* **Page excerpt**:

The issues being framed, the cause came on for hearing, testimony was taken and the trial judge entered a decree dismissing plaintiffs' bill of complaint. Prior to entering a decree the trial court filed an opinion which contained a finding of facts:
"On August 23, 1947, a so-called agreement (exhibit 4) was entered into by Division 26 and was *204 executed `for the Department of Street Railways, Richard A. Sullivan.' It consists of statements and of promises, unsupported by any consideration whatsoever, which purport to limit the powers of the commission over its streetcar operations. It contains the statement that `the union agrees to operate these Peter Witt cars, converted to 1-man operation, subject to the following, to which the department agrees.' * * * At best, this was no more than a second promise to do what had already been promised in the April 1, 1947 agreement.
"This so-called agreement of August 23, 1947 was not made in the name of the city of Detroit, was never approved by nor authorized by the street railway commission, nor executed by its president and secretary, all of which is required by title 4, ch 13, § 5 of the city charter.

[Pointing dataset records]

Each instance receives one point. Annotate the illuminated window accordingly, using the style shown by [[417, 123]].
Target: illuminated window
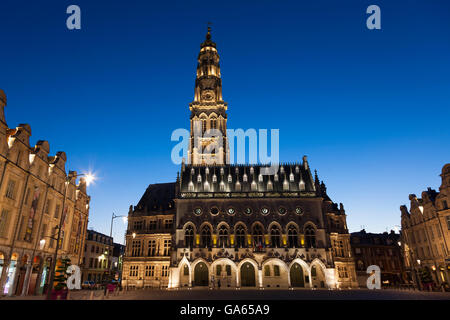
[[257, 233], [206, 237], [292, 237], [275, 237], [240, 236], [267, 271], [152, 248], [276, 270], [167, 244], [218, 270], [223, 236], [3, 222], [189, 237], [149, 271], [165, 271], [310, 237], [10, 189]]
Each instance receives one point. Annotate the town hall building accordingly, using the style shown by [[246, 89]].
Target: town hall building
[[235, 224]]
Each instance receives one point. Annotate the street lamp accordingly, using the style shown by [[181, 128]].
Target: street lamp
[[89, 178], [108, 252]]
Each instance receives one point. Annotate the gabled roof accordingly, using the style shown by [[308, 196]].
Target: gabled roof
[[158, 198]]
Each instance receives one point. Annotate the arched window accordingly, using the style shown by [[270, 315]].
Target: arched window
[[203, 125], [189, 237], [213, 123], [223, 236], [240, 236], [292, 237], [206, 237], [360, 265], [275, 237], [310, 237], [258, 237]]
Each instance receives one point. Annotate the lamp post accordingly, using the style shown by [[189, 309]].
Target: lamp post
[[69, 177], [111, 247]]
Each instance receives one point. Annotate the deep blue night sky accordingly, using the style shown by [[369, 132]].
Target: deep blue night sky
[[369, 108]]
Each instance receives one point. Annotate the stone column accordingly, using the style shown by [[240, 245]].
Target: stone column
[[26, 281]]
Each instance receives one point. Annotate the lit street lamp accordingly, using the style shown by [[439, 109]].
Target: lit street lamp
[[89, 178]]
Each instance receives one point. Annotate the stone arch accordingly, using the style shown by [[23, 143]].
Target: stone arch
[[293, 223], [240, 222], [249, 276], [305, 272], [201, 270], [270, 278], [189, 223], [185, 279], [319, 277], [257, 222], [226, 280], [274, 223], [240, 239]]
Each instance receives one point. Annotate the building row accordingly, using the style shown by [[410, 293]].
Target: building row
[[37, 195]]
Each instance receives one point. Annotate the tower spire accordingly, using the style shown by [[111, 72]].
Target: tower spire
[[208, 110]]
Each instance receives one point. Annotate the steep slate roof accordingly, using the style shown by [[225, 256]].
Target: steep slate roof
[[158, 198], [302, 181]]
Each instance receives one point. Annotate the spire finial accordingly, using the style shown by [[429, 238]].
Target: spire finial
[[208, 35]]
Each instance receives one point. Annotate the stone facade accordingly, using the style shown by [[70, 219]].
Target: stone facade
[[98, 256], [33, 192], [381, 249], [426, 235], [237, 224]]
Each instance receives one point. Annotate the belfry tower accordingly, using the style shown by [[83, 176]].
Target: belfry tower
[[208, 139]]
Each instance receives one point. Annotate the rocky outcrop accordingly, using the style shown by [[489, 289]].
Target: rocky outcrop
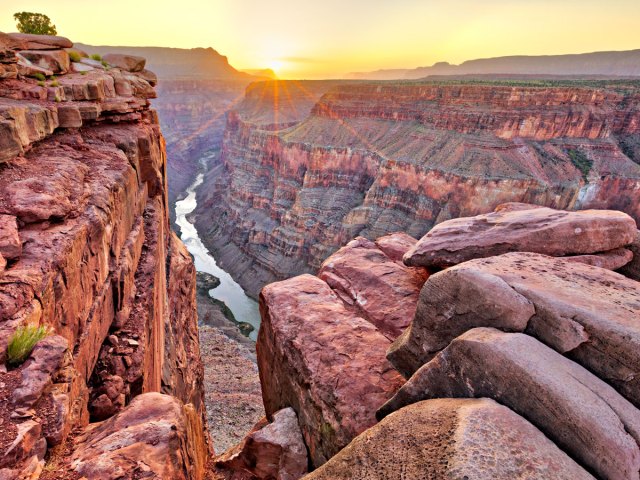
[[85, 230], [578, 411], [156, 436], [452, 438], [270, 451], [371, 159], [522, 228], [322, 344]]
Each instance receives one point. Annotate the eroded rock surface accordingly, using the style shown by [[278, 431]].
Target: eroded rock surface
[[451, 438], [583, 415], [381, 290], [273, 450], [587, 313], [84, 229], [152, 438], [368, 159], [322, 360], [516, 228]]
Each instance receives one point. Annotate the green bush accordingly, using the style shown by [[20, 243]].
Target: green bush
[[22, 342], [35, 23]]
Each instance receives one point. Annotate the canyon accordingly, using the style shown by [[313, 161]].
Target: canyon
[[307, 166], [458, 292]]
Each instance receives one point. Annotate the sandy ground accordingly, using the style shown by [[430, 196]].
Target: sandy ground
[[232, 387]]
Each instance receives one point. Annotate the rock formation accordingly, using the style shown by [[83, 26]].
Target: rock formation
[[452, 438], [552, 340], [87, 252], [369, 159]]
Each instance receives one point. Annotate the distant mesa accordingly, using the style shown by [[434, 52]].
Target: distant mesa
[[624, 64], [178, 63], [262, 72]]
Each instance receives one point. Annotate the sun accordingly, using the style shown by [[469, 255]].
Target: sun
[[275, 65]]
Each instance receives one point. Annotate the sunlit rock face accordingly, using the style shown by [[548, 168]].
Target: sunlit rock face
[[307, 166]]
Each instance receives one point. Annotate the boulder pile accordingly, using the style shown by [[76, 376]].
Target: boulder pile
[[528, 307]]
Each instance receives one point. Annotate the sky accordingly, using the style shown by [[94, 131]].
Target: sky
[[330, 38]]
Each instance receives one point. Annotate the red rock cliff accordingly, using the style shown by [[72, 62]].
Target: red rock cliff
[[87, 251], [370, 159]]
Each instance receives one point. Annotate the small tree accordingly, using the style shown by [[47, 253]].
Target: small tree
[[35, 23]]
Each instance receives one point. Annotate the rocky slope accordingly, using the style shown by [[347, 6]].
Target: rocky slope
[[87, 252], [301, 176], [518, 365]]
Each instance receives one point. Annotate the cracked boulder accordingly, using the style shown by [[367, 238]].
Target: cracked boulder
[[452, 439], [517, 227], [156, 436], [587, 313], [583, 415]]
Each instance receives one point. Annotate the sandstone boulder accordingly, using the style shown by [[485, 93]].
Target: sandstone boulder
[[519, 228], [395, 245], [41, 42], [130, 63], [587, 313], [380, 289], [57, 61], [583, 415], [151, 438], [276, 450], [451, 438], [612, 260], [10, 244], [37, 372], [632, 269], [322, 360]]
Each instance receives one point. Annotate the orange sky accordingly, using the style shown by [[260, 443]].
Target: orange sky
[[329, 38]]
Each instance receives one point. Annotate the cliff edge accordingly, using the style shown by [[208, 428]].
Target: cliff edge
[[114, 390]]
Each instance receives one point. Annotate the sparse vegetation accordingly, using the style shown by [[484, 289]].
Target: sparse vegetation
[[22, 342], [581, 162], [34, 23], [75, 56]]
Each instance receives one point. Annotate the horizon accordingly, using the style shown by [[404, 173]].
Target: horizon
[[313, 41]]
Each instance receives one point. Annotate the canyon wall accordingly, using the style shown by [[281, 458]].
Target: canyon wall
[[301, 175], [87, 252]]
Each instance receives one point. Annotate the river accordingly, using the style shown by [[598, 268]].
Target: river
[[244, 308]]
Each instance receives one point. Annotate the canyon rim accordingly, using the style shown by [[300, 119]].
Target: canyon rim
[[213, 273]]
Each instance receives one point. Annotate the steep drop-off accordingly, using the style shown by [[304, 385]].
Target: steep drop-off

* **What is asked**:
[1] Repeat the opinion excerpt word for word.
[2] Give part of the listing as a Markdown table with the columns Row and Line, where Row holds a running number and Line holds the line itself. Begin at the first line of the listing and stop after the line that contains "237], [10, 189]]". Include only those lines, and leave out blank lines and pictures.
The opinion excerpt and the listing have no connection to each other.

* **Answers for the tasks**:
[1]
The issues being framed, the cause came on for hearing, testimony was taken and the trial judge entered a decree dismissing plaintiffs' bill of complaint. Prior to entering a decree the trial court filed an opinion which contained a finding of facts:
"On August 23, 1947, a so-called agreement (exhibit 4) was entered into by Division 26 and was *204 executed `for the Department of Street Railways, Richard A. Sullivan.' It consists of statements and of promises, unsupported by any consideration whatsoever, which purport to limit the powers of the commission over its streetcar operations. It contains the statement that `the union agrees to operate these Peter Witt cars, converted to 1-man operation, subject to the following, to which the department agrees.' * * * At best, this was no more than a second promise to do what had already been promised in the April 1, 1947 agreement.
"This so-called agreement of August 23, 1947 was not made in the name of the city of Detroit, was never approved by nor authorized by the street railway commission, nor executed by its president and secretary, all of which is required by title 4, ch 13, § 5 of the city charter.

[2]
| Row | Line |
|---|---|
| 1 | Each instance receives one point. Annotate the illuminated window accordingly, using the style shown by [[417, 123]]. |
| 2 | Target: illuminated window |
| 3 | [[257, 233], [206, 237], [292, 237], [275, 237], [240, 236], [267, 271], [152, 248], [276, 270], [167, 244], [218, 270], [223, 236], [3, 222], [189, 237], [149, 271], [165, 271], [310, 237], [10, 189]] |